(WHAT TO PRODUCE) Report every line in the records below that contains the word "brown", reproducing each such line in full.

(PROVIDED RECORDS)
==*==

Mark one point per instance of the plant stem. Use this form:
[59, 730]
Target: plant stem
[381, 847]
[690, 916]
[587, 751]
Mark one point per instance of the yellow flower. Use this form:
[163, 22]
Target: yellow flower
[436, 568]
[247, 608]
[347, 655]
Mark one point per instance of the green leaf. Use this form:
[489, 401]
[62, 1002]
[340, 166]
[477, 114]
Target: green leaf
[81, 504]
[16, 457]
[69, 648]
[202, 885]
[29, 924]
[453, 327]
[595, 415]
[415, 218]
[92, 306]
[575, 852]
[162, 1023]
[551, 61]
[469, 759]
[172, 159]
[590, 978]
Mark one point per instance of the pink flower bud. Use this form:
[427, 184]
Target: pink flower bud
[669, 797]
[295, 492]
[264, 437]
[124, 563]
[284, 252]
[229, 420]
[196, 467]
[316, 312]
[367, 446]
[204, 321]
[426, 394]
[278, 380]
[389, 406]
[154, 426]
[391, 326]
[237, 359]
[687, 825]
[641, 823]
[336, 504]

==*==

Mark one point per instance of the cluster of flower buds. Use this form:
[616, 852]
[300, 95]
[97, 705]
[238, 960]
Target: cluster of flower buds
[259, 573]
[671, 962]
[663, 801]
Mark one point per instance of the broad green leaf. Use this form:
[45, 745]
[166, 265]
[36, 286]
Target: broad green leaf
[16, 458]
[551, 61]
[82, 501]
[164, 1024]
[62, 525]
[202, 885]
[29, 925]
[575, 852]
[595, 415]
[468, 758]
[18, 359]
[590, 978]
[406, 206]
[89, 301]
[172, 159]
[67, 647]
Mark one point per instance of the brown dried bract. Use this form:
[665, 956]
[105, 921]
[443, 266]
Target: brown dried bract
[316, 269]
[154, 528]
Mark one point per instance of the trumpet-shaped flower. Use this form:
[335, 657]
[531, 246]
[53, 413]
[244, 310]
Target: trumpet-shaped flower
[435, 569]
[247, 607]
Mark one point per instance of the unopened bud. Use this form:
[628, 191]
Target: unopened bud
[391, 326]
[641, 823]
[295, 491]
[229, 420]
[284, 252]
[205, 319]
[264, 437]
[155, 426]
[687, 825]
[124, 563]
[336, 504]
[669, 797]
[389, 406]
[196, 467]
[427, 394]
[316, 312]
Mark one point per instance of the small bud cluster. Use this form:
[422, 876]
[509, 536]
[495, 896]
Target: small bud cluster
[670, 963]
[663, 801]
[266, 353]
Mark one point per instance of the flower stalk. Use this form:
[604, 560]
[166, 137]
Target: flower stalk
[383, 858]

==*==

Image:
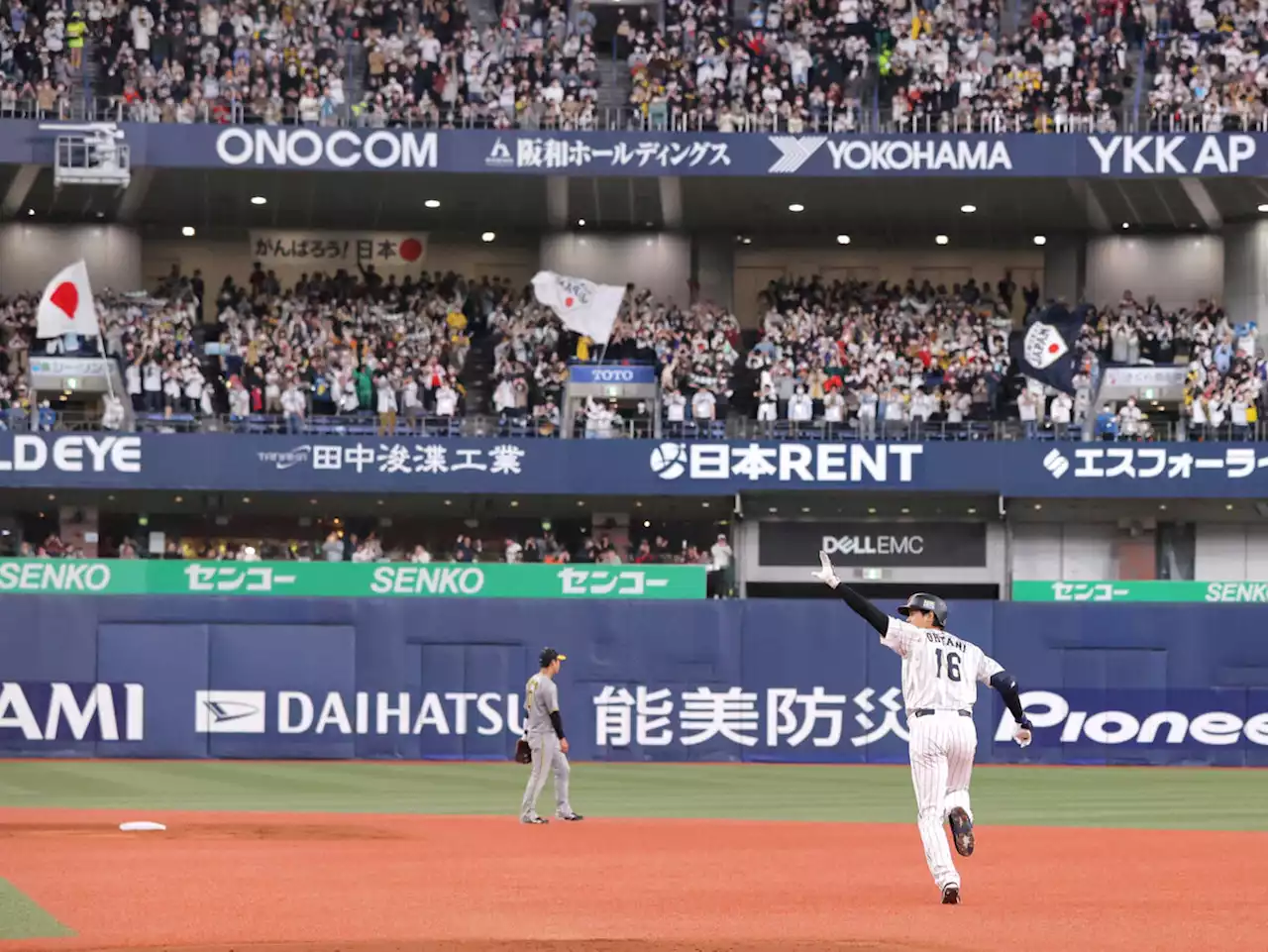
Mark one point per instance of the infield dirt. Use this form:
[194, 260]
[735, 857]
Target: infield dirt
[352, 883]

==*==

(EXERCISE SOLUTION)
Mark one point per instance of the brown dried bract. Use this form:
Target: brown dried bract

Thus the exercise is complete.